▸ Document excerpt
#####
“Riiiiight, Daddy?”: The Importance Of Impactful Parenting

1996 Frederick, Maryland

My oldest son, 3-ish, was finally able to hold a fairly intelligible conversation with adults. It was so cute that he could communicate his intentions, in addition to his wants and needs. What made me smile was how he always seemed to seek my approval by ending a declaration or observation with “Riiiiight, Daaaaaaddy?” Even in some of the home videos you can hear him in the background saying, “So-and-so-and-so-and-so. Riiiiight, Daaaaaddy? Then so-and-so-and-so-and-so. Riiiiiight, Daaaaddy?”

I never imagined that part of my job would be validation and that he would identify his go-to guy, at such a young age.

Then it made me think about my own father, whose bark was terrifying, but whose bite was life-ending. Nooooobody could swing a belt like Darth Daddius.

The Force? Oh yeah, it forced me to sit my ignorant ass down somewhere and act like I had some sense! I don’t know about the Dark Side though. Might want to say it was more like The Last Dragon. My booty had that Glow. But you all know that.

Strangely enough, as much as I dreaded those well-deserved disciplinary sessions, nothing compared to the thought that I might ever let him down. He always taught me that I should aspire to be a better man than he was. Yet to me, I just wanted to be like him. JUST like him. I had always felt that, if at my best, I could be half the man he was, then I’d be doing something special. I wanted him to be proud of me in my endeavors, win OR lose. That is why I never gave up and always gave it my best, no matter what the mission.


About 5 years later, at an impromptu outdoor family & friend picnic, my best friend pulled me aside and told me something that caught me by surprise. I had been entertaining the attendees with very animated, age-appropriate jokes and stories for about 15 minutes. Everyone was falling over with laughter except my oldest son, who I then noticed had been sitting upright, smiling, but not moving. I dismissed it as him already knowing most of the stories, which resulted in his so-called lack of amusement. Later, when my buddy Steve got me alone, he made his own observation.

“Have you ever noticed Kenny J (Jr.) when you speak?” he asked.

“Not really,” I replied.

“He studies you. He watches every move you make. He sometimes mimics your actions.”

“Noooo,” I dismissed. “He ain’t tryin’ to be ME.”

“Might not be trying to BE you. But he acts like he wants to be just LIKE you. I noticed that back when he first started spending the night. I listened to how he talked to my son in his bedroom when they were playing.”

I froze in place with the burger suspended above the grill flames on the spatula, waiting for me to flip it and warm its backside.

Could that be true? Did he pay THAT much attention to me? Did he really want to be like ME?

I flashed back to my younger days. Back when I watched my father as he entertained his buddies who’d come over to watch the Chicago Cubs, Bears or Bulls games. I listened to what he said and how he said it. I remembered studying how he ate, how he moved, how he loved my mother and how he treated us. I especially paid close attention to how he received things that upset or pleased him, but more specifically, how he reacted.

It seemed with each generation, it always came back around. Full circle.
#####
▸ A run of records
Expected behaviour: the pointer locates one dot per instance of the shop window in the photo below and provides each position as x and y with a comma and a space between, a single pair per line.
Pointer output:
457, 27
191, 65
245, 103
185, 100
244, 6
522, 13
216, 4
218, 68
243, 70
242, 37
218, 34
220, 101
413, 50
#####
▸ Your goal
Resume the essay about a father's influence on his son, picking up after its final sentence. The records stand apart from the text and are not part of it.

▸ Reply
Today, I tell my boys (actually, the youngest is 21 now) how important it is for the father to serve in an active capacity in his children’s lives. Not just be present, but be PRESENT. Talking with them, listening to them, playing with them. Teaching and learning with them. Helping them to identify life-lessons and how to interpret them. How to give respect before ever expecting to receive it. How to be a follower, as well as a leader. How to face fear, even when you’re most afraid. How to fear no man, but God Himself – and even then, they should fear God’s wrath, but rejoice in His love.

And that list goes on and on…

I’ve been telling them these things since they were young. And now they’ve got the opportunity to see how this works in their respective worlds because they’re dating adults. In fact, my oldest is finally expecting his first son.

I have no doubt that, as silly as he acts, he’s ready.

I think the point I’m stressing is that as a parent (but speaking directly as a father), your approval means more to your offspring than you can imagine. I think it paramount for you to be the type of father, the type of role-model, the type of example, the personal life-style they aspire towards.

Because they watch everything you do.
They learn it. They internalize it.
They use it.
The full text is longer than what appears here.